Libero, 7 marzo 2016
Qui è svelato il segreto dell’amaro Lucano
Presidente Vena, qual è la ricetta dell’Amaro Lucano?
«È segreta, segretissima e conservata gelosamente. La inventò mio nonno nel 1894 e la fece conoscere ai suoi figli solo quando era già molto avanti con gli anni. E così ha fatto mio padre con me».
Mi perdoni se insisto, ma mi dica almeno qualche ingrediente…
«Trenta tra erbe e olii essenziali. Non posso dirle altro».
Le assicuro che non lavoro per i servizi segreti e non ho alcuna intenzione di copiarla…
«Hahahaha. Assenzio, salvia, achillea, cardo, ruta, aloe, cannella e mandorle amare, basta così. Le ho detto anche troppo».
Provo a mettere tutto nel frullatore… Ma suo nonno era un conoscitore di erbe?
«Mio nonno Pasquale era un pasticcere, ma la sua grande passione erano i liquori. Ogni giorno passava ore nel retrobottega del biscottificio di Pisticci, vicino a Matera, a sperimentare le più originali e fantasiose miscele di erbe. Ci metteva così tanto amore cercando il giusto equilibrio per rievocare i sapori della sua terra».
Ma è vero che il Lucano è stato il digestivo preferito del re?

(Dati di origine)
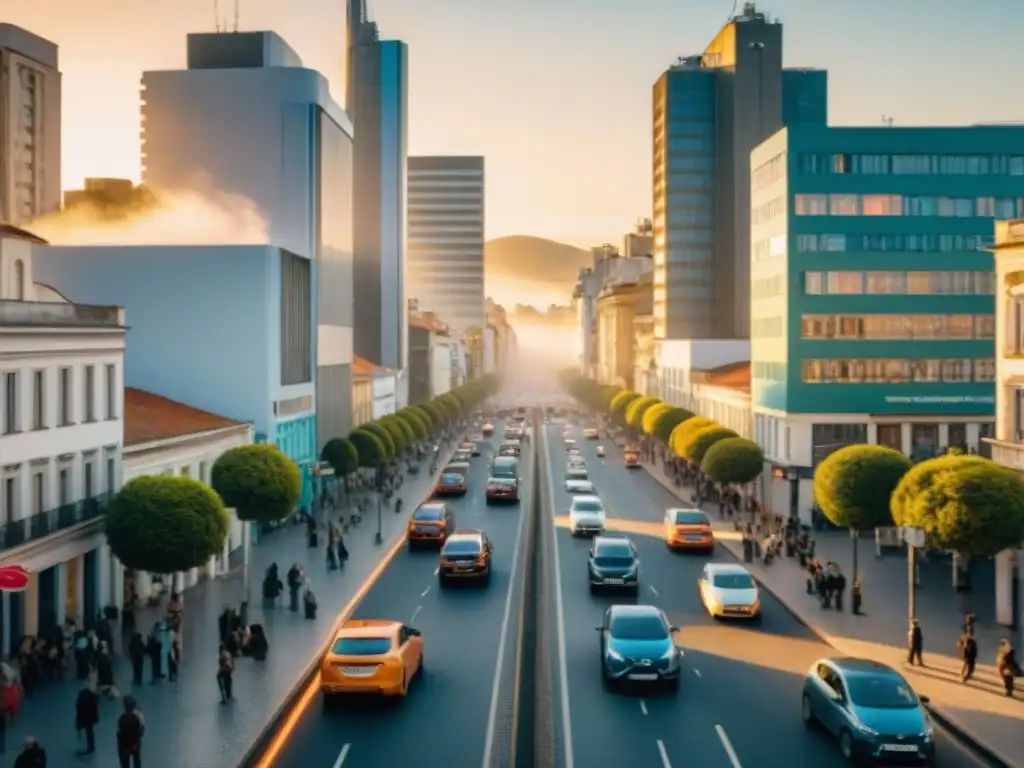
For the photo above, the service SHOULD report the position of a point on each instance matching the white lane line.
(727, 745)
(488, 743)
(563, 677)
(341, 756)
(665, 755)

- [Consegna esercizio 1] Nel testo sull'Amaro Lucano, in che anno fu inventata la ricetta del liquore?
- [Consegna esercizio 2] Mostra ogni riga dei record che contiene la parola "point", distinguendo tra maiuscole e minuscole.

- [Risposta completa 1] Nel 1894.

- [Risposta completa 2]
For the photo above, the service SHOULD report the position of a point on each instance matching the white lane line.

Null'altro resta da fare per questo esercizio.